• _The request_: Find "Task: where can the raw" in the records that follow; print that line and each subsequent line through the last one, verbatim and with nothing added.

• _Rows_:
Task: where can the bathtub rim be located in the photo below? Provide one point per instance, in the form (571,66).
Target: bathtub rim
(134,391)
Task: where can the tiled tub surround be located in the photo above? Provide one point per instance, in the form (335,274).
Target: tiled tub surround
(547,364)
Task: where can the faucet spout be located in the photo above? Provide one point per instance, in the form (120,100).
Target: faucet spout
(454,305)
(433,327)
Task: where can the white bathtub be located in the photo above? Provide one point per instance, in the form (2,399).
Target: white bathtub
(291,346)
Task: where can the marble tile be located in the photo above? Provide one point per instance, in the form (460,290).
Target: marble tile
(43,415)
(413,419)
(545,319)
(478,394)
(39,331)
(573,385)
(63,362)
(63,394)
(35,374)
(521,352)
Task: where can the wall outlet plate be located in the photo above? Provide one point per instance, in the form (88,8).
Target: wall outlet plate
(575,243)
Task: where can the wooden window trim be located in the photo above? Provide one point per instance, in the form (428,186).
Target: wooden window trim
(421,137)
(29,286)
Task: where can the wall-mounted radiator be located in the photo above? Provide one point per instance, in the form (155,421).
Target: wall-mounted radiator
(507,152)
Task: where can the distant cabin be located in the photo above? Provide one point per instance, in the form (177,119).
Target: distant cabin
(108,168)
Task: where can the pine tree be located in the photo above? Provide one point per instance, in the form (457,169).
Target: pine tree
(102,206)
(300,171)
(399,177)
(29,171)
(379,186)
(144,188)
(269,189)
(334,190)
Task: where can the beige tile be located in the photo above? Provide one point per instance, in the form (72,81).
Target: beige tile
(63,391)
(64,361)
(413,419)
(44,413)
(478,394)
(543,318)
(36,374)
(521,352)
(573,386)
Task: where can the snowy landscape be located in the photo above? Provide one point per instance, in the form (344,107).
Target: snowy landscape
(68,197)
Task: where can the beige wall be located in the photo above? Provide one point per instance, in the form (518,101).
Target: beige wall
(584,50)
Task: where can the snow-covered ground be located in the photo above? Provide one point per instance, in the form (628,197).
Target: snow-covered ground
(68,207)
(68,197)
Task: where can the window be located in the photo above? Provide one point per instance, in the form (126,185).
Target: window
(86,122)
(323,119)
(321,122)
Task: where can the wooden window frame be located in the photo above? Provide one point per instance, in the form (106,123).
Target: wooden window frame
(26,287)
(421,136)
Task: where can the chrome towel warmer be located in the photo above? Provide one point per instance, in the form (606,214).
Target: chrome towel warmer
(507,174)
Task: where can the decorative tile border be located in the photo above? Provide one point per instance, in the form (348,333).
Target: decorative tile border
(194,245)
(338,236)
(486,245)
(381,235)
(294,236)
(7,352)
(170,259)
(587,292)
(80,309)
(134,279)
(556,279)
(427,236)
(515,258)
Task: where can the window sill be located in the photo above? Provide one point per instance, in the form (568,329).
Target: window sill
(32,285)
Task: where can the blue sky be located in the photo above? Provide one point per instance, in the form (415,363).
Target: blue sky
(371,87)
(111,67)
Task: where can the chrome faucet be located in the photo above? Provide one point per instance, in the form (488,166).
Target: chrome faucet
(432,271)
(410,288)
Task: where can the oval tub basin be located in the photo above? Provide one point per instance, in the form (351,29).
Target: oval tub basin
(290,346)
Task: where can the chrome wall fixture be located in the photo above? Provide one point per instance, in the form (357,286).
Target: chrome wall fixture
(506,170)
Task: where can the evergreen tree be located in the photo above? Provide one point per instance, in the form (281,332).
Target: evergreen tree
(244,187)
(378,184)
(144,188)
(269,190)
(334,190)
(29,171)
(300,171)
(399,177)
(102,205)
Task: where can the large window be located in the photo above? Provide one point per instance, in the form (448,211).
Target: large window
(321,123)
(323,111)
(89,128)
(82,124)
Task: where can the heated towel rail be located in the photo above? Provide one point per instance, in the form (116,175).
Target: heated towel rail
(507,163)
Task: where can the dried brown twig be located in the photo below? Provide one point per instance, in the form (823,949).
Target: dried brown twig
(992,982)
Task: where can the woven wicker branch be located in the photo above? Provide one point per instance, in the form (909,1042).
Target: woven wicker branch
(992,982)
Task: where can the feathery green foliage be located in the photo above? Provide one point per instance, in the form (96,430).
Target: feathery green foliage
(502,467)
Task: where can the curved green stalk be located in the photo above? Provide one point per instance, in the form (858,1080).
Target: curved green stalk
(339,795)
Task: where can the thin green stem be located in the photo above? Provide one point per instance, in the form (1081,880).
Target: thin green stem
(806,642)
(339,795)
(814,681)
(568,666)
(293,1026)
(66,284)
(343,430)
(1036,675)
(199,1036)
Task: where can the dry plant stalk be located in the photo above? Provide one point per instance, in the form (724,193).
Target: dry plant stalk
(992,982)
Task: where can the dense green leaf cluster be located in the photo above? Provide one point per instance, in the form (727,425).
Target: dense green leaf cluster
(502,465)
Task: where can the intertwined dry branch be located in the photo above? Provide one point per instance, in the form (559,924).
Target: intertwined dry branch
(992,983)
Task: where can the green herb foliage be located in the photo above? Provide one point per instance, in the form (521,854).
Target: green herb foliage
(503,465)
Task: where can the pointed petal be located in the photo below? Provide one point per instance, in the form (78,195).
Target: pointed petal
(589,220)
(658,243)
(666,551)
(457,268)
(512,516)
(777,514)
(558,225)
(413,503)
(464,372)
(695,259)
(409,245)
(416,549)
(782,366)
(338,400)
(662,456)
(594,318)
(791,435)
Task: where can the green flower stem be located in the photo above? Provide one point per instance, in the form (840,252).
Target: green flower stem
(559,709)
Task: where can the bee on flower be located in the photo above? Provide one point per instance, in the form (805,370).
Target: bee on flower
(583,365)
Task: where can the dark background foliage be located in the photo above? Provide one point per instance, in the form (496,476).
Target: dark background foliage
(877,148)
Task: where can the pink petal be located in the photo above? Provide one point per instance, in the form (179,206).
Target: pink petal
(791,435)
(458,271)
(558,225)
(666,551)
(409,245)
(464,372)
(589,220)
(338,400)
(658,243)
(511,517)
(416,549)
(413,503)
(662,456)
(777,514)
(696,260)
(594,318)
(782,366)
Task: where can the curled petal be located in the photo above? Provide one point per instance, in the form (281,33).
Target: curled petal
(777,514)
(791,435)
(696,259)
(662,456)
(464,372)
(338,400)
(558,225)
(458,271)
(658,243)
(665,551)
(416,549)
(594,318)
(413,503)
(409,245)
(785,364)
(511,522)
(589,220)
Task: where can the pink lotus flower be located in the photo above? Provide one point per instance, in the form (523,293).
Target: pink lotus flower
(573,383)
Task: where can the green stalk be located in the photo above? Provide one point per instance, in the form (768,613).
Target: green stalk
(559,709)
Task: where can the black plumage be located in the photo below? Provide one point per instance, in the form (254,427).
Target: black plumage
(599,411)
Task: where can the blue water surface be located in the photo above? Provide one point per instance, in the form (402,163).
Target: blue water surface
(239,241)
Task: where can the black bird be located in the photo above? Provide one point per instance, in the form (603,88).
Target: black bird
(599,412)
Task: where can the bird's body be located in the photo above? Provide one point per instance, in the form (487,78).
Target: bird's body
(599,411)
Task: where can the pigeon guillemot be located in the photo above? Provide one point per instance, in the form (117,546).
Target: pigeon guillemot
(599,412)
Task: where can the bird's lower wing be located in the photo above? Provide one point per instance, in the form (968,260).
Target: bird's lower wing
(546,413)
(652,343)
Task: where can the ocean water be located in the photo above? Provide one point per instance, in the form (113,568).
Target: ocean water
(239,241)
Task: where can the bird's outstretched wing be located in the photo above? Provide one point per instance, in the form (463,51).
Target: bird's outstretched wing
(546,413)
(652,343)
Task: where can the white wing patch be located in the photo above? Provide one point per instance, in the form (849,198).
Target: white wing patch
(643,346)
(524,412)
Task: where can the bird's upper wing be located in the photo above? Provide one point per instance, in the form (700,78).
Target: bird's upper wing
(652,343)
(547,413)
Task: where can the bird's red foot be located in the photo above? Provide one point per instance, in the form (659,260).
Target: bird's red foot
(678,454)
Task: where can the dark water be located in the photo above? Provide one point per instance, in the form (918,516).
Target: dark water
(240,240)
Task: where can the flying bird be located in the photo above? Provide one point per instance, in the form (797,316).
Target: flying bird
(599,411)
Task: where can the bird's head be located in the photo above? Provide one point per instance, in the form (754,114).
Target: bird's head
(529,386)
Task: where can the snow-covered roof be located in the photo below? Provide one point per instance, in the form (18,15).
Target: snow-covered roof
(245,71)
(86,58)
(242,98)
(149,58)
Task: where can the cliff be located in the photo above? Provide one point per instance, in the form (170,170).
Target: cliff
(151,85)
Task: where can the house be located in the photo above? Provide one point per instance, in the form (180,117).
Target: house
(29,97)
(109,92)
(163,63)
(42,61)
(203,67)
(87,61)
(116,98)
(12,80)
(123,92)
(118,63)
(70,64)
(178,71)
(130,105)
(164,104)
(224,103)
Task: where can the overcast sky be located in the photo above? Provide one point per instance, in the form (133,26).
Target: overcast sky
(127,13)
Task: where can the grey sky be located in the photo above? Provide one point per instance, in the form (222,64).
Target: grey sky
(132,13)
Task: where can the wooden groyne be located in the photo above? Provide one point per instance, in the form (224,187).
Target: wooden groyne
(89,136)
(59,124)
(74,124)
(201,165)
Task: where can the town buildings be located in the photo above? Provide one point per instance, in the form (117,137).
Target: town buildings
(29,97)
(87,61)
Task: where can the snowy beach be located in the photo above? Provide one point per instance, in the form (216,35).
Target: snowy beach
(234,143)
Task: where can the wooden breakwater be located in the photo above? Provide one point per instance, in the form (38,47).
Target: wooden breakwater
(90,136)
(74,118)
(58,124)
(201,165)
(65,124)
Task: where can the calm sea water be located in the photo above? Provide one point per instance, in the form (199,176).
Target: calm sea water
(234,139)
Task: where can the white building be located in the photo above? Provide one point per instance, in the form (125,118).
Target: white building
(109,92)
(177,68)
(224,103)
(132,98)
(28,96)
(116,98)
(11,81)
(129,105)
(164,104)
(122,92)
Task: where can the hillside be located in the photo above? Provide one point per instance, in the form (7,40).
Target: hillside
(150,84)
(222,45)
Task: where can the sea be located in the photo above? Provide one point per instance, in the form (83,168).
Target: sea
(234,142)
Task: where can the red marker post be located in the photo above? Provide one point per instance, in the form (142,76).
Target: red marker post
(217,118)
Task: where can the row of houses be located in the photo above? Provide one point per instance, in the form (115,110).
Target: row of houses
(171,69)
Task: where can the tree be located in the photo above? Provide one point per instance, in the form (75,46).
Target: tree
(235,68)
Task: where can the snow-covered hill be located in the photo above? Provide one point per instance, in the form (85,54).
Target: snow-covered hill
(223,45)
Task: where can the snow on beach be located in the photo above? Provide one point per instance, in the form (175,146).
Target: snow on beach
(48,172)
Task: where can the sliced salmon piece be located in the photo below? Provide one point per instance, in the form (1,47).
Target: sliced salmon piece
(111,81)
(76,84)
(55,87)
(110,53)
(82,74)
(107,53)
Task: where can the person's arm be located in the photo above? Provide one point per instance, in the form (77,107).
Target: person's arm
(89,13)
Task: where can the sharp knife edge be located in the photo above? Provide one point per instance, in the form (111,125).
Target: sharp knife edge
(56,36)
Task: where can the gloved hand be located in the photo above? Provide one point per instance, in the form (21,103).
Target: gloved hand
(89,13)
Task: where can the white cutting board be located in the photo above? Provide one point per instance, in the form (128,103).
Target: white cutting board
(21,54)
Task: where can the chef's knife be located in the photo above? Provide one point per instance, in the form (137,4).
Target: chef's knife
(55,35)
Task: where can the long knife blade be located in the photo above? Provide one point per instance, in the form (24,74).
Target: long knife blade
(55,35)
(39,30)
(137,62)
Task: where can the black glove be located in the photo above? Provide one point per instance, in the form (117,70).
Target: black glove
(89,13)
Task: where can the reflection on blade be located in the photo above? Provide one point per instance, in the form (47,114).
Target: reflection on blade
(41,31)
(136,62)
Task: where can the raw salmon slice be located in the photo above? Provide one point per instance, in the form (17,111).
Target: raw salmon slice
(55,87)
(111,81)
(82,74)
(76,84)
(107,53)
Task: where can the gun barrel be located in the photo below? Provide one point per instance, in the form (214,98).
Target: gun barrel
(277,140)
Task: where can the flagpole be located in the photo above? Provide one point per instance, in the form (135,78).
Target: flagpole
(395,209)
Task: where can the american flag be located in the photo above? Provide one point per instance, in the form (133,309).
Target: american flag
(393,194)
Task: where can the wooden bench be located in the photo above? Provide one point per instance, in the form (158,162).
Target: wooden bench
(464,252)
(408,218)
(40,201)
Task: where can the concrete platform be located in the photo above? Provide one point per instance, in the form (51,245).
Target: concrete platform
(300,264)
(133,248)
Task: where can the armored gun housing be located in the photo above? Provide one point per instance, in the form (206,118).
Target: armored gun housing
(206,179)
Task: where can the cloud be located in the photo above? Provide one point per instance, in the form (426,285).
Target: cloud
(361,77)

• _Exercise answer_:
Task: where can the raw salmon slice be located in the photo above? Provide one point per instance, in the form (17,111).
Target: raw salmon slice
(55,87)
(111,81)
(82,74)
(76,84)
(107,53)
Task: where can the gun barrel be located in the photo below? Provide one point per instance, in the form (214,98).
Target: gun barrel
(277,140)
Task: where can the flagpole be located in the photo above? Provide one point per instance, in the form (135,78).
Target: flagpole
(395,209)
Task: where can the american flag be located in the photo above? Provide one point per instance, in the form (133,309).
Target: american flag
(393,194)
Task: where can the wooden bench be located in the photo above? Provide one point per instance, in the form (158,162).
Target: wooden bench
(464,252)
(408,218)
(40,201)
Task: where can the concrete platform be located in the photo above? Provide one point per instance, in the form (51,245).
Target: concrete platform
(300,264)
(133,248)
Task: where can the armored gun housing be located in the photo above? Provide one point per instance, in the form (206,118).
Target: armored gun housing
(206,179)
Task: where can the cloud be located in the photo above? Provide one point per instance, in the form (426,285).
Target: cloud
(361,77)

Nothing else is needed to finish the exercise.